▶ [Opdracht]
Wie is volgens de tekst over klimaatverandering voor het allergrootste deel schuld aan de klimaatveranderingen?

▶ [Te lezen fragment]
***
Het smelten van de ijskappen aan de polen, de gletsjers, woestijnvorming, overstromingen en tsunamies. Het resultaat van het opwarmen van de aarde, ook bekend als het broeikas-effect Deze klimaat-veranderingen worden deels veroorzaakt door de natuurlijke uitstoot van schadelijke stoffen, bij vulkaan-uitbarstingen, steppenbranden, zandstormen, bosbranden en het ontsnappen van methaan-gas uit de aarde. Voor het allergrootste deel echter, is de mens hier zelf schuld aan. De niet te stoppen honger naar energie, industrialisatie, economische groei en macht in de geindustrialiseerde landen zijn de oorzaak van ongekende emissies van schadelijke stoffen in onze atmosfeer in de laatste 20 jaar.
Algemeen:
Hoewel klimaat-onderzoekers, regeringen en natuurbeschermers, al in het begin van de jaren 80, zich meer en meer bewust werden dat klimaat-veranderingen, ernstige gevolgen kan hebben voor het millieu en al het leven op aarde, is tot op heden, ondanks de vele klimaat-conferenties bijna niets gebeurd, integendeel
De geindustrialiseerde landen in Europa, Amerika en Azie en de opkomende industrien in landen als China, India, Brazilie en Korea zijn er zelfs in geslaagd deze emissies te verhogen, ondanks de afspraken van de Kyoto-convention van 1997.
***
▶ [Aangeleverde lijst]
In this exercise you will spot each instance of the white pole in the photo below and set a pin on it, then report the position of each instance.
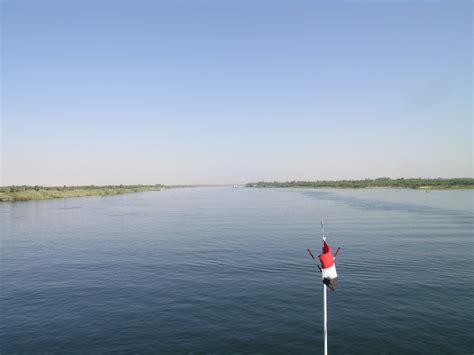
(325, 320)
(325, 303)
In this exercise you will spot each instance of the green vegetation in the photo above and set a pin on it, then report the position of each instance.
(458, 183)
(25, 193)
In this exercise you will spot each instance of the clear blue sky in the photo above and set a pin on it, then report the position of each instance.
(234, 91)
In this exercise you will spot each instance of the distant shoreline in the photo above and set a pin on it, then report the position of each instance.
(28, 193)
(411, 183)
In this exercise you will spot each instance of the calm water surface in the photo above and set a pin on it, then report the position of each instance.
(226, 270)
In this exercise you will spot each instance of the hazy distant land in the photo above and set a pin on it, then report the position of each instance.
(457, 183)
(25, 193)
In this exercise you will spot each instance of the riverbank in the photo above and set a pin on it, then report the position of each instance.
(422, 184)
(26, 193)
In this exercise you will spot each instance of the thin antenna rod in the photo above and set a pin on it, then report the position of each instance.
***
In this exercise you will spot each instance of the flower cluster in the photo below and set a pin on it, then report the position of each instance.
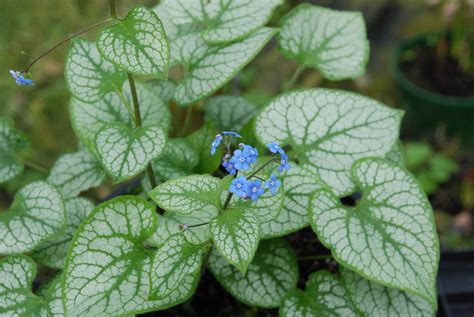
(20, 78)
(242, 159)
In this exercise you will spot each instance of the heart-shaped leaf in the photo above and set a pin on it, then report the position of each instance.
***
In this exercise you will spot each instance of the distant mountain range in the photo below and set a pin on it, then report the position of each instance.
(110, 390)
***
▶ [Antwoord hieronder]
De mens zelf.